• [EXERCISE PASSAGE]

──────

Kit Juckes of the Société Générale sums it to a diminished US advantage versus other economies. “The dollar cycle has turned because real yields have collapsed, in absolute and relative terms,” he noted.
In a note last week UBS analysts see a continuance of the dollar’s fall, at least until the votes are in. They noted: “We expect the currency to be undermined by an ebbing of safe-haven flows, a reduction in the U.S. rate advantage, and political uncertainty ahead of the November presidential election.”
The Stock Market, Precious Metals Emerge
Some markets capitalized on the dollar’s fall. The US stock market erased its losses from earlier this year with a remarkable bull run. Both the S&P 500 and the Nasdaq have hit record highs despite the economic slowdown.
Precious metals also hit records highs, with gold breaching the $2,000 per ounce barrier. With investors avoiding dollars due to the volatility, they turned to metals instead. And with the lessening of the dollar’s value, gold and silver became more affordable. Platinum and palladium are also making inroads as the investments to beat.

──────

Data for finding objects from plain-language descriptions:
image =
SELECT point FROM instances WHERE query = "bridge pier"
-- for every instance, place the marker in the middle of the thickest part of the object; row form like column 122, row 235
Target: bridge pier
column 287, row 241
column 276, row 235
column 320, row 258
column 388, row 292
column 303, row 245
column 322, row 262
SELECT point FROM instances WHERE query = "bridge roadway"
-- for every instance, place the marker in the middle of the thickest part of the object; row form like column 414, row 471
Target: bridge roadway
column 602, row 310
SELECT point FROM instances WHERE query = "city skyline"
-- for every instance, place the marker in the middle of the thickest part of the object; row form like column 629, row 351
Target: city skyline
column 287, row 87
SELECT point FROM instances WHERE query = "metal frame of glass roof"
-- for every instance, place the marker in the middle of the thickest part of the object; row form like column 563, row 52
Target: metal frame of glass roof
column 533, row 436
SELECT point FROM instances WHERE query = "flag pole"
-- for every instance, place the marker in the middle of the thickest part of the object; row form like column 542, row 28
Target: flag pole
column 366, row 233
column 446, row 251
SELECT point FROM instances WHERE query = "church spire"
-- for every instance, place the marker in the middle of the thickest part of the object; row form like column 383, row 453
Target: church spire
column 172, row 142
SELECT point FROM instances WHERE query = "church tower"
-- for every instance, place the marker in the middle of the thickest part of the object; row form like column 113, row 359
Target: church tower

──────

• [TO DO]
a: From the passage on the falling dollar, reproduce word for word the part that opens with "Kit Juckes of" and closes with "the economic slowdown.".
b: Pick up the passage on the falling dollar after its last sentence and keep it going.
Nothing in the records is needed here.

• [TASK RESULTS]
a:
Kit Juckes of the Société Générale sums it to a diminished US advantage versus other economies. “The dollar cycle has turned because real yields have collapsed, in absolute and relative terms,” he noted.
In a note last week UBS analysts see a continuance of the dollar’s fall, at least until the votes are in. They noted: “We expect the currency to be undermined by an ebbing of safe-haven flows, a reduction in the U.S. rate advantage, and political uncertainty ahead of the November presidential election.”
The Stock Market, Precious Metals Emerge
Some markets capitalized on the dollar’s fall. The US stock market erased its losses from earlier this year with a remarkable bull run. Both the S&P 500 and the Nasdaq have hit record highs despite the economic slowdown.

b:
The Dollar Gets a Credibility Hit
Standard Bank’s Steven Barrow says that the dollar usually works better in a crisis. The unique global situation caused by the pandemic contributed to its present struggles. The economic and political uncertainties going to the elections pose a “crash risk.” This risk is more common with emerging market currencies instead of the greenback. Barrow added that recent Fed measures reduced the US rate premium compared to others. If you factor in an election marred with delays or fraud, this wounds the US’s credibility further.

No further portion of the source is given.